━━━ Data to process ━━━

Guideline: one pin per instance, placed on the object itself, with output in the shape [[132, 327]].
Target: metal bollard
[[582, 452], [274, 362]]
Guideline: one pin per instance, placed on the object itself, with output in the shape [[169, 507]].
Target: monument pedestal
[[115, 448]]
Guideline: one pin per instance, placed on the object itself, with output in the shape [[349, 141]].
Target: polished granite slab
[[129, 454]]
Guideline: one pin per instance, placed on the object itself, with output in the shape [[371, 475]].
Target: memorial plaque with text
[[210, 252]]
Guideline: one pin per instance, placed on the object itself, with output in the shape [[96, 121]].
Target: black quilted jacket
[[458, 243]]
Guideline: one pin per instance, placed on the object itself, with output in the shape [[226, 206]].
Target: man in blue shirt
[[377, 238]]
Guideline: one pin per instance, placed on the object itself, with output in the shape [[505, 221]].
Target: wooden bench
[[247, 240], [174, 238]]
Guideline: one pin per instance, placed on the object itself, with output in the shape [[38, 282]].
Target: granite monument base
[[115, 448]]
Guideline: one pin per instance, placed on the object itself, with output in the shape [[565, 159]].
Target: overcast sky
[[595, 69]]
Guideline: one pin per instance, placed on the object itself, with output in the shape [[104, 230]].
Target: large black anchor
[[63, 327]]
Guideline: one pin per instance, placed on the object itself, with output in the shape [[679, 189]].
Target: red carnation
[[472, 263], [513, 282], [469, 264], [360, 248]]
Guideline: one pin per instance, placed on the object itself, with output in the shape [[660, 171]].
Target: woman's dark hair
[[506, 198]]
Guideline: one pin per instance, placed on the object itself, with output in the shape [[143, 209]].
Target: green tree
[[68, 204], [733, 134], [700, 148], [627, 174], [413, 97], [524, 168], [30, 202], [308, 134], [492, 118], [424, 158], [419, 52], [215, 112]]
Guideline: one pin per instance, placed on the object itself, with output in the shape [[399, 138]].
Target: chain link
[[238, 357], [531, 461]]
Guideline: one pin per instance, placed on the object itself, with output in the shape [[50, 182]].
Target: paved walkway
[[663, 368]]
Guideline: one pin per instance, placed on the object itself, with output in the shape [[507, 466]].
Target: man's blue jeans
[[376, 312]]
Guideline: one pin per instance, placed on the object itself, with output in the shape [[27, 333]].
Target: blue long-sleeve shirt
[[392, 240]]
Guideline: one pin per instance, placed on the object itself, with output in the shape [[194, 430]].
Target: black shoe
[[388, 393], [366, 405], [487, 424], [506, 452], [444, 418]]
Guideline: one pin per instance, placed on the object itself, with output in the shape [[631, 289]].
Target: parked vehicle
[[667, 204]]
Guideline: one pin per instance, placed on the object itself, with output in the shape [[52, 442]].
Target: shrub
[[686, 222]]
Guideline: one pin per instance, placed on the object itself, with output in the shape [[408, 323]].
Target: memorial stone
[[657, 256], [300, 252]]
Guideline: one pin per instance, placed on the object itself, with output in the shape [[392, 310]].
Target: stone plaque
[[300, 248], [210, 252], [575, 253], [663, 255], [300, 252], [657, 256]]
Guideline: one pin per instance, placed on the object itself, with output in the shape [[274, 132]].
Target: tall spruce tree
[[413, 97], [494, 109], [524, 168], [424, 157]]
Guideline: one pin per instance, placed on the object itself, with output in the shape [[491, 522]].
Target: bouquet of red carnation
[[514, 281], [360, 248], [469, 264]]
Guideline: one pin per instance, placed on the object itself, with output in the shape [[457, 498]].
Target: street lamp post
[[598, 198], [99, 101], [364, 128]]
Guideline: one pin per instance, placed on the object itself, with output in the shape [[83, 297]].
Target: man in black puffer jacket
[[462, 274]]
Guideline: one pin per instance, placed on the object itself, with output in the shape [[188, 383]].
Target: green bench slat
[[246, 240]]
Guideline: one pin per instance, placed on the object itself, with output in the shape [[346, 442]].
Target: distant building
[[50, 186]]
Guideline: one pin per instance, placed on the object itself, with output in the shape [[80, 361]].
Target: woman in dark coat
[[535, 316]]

━━━

**Your objective**: Restate each entry exactly, skipping none.

**Complete response**:
Guideline: one pin per instance, placed on the object itself, with output in the shape [[132, 327]].
Target: metal bollard
[[582, 452], [274, 362]]
Guideline: one pin per instance, placed on the object itself, with output in the shape [[169, 507]].
Target: monument pedestal
[[115, 448]]
Guideline: one pin per instance, placed on the object itself, with output in the shape [[349, 141]].
Target: polished granite slab
[[129, 454]]
Guideline: one pin per instance, placed on the object itself, with output in the shape [[371, 475]].
Target: memorial plaque with text
[[210, 252]]
Guideline: one pin per instance, placed on the object itself, with output in the shape [[96, 121]].
Target: black quilted jacket
[[458, 243]]
Guideline: one pin per instance, placed on the object itself, with output in the shape [[226, 206]].
Target: man in blue shirt
[[377, 238]]
Guideline: one pin per instance, placed on the object itself, with output in the shape [[505, 221]].
Target: wooden bench
[[247, 240], [174, 238]]
Guideline: one pin per instance, placed on the object itself, with output in the shape [[38, 282]].
Target: granite monument base
[[115, 448]]
Guideline: one pin per instance, placed on the object itself, with output in the shape [[565, 159]].
Target: overcast sky
[[595, 69]]
Guideline: one pin per instance, placed on the object itself, with output in the shape [[104, 230]].
Target: large black anchor
[[63, 327]]
Guideline: one pin per instance, placed on the object itself, with output in the shape [[679, 189]].
Target: red carnation
[[472, 263], [513, 282], [469, 264], [360, 248]]
Guideline: one pin per instance, placed on the object itself, with output in the shape [[660, 171]].
Target: woman's dark hair
[[506, 198]]
Guideline: one pin per instance, placed on the object itself, with output in the shape [[143, 209]].
Target: green tree
[[68, 204], [733, 134], [700, 148], [627, 174], [413, 97], [524, 168], [30, 202], [308, 134], [492, 118], [424, 158], [419, 52], [215, 112]]
Guideline: one pin per instance, placed on the object itself, with output in the shape [[399, 138]].
Target: chain link
[[238, 357], [531, 461]]
Guideline: one pin per instance, placed on the object itself, with output in the shape [[50, 182]].
Target: paved walkway
[[663, 368]]
Guideline: one pin per instance, placed on the object itself, with output in the shape [[507, 466]].
Target: man's blue jeans
[[376, 312]]
Guideline: one pin per instance, placed on the object itself, with output in the shape [[27, 333]].
Target: blue long-sleeve shirt
[[392, 240]]
Guideline: one pin per instance, placed on the object itself, with output in the shape [[194, 430]].
Target: black shoe
[[388, 393], [366, 405], [487, 424], [506, 452], [444, 418]]
Guideline: one pin per instance, placed on the object itself, with output in the shape [[631, 289]].
Target: parked vehicle
[[667, 204]]
Guideline: one pin per instance, placed on the object itself, with output in the shape [[52, 442]].
Target: shrub
[[686, 222]]
Guideline: one pin per instance, placed on the object itself, with output in the shape [[408, 323]].
Target: memorial stone
[[657, 256], [300, 252]]
Guideline: one pin per instance, placed on the object itself, with output in the shape [[392, 310]].
Target: stone plaque
[[300, 248], [210, 252], [575, 253], [663, 255], [300, 252], [657, 256]]
Guideline: one pin per instance, placed on the object itself, with output in the shape [[274, 132]].
Target: tall spruce tree
[[413, 97], [494, 109], [524, 168], [424, 157]]
Guideline: one pin per instance, placed on the object itself, with output in the shape [[491, 522]].
Target: bouquet of red carnation
[[514, 281], [360, 248], [469, 264]]
Guideline: one pin per instance, placed on the object itself, with output in the shape [[457, 498]].
Target: street lamp post
[[598, 198], [99, 101], [364, 128]]
Guideline: one pin per instance, placed on the object itself, with output in the shape [[83, 297]].
Target: man in black puffer jacket
[[462, 274]]
Guideline: one pin per instance, placed on the object itself, with output in the shape [[188, 383]].
Target: green bench slat
[[246, 240]]
Guideline: one pin per instance, placed on the object itself, with output in the shape [[346, 442]].
Target: distant building
[[50, 186]]
Guideline: one pin per instance, placed on the object itself, with output in the shape [[80, 361]].
Target: woman in dark coat
[[535, 316]]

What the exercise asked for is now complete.